Work order: Your task is to retype, exactly and with nothing else, every line from the one containing "column 647, row 472" to the end of the listing.

━━━━━━━━━━

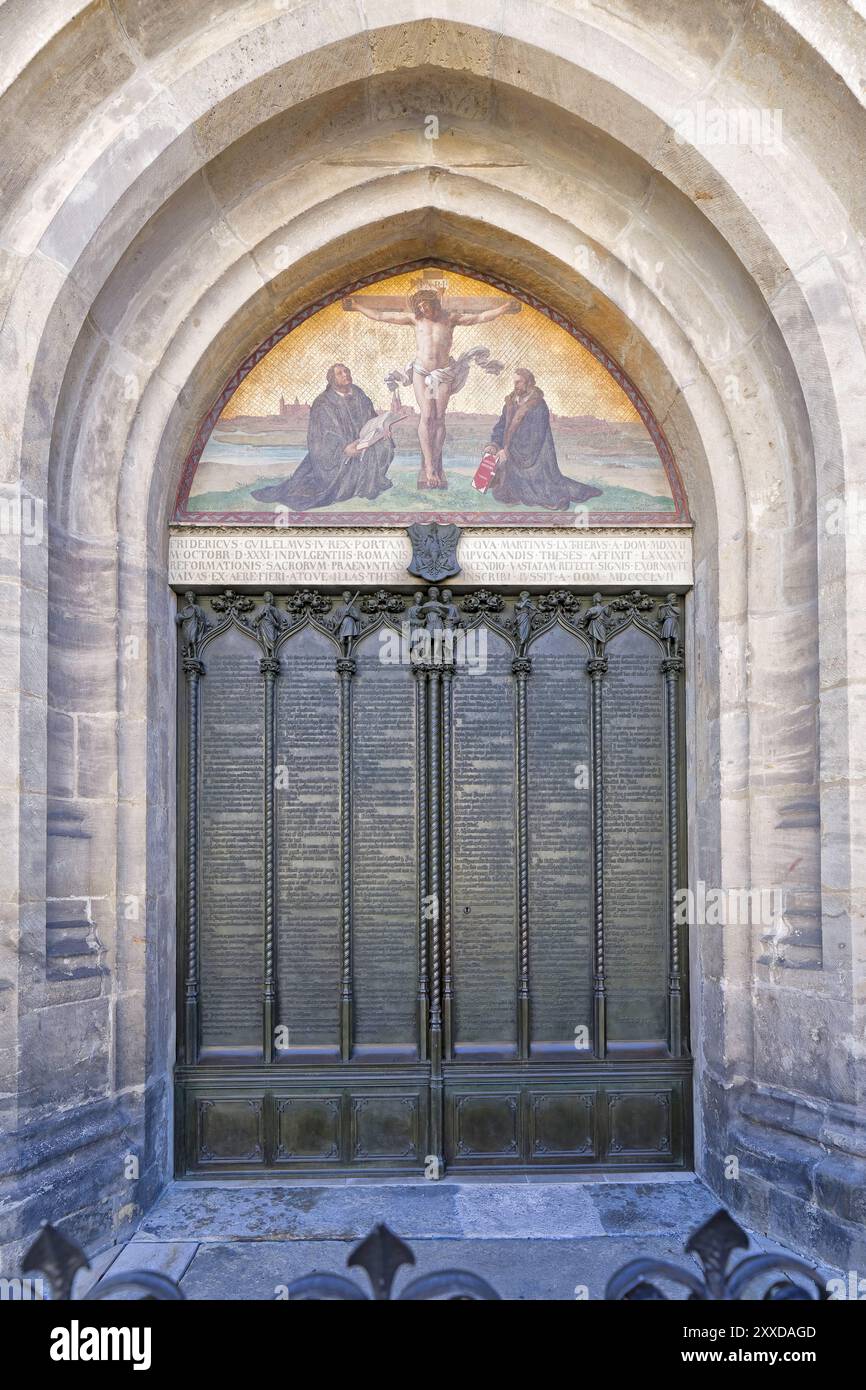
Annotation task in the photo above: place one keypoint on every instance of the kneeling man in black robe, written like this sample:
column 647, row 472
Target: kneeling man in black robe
column 527, row 470
column 334, row 469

━━━━━━━━━━

Solution for this problem:
column 647, row 472
Target: kneeling man in black robe
column 527, row 470
column 334, row 469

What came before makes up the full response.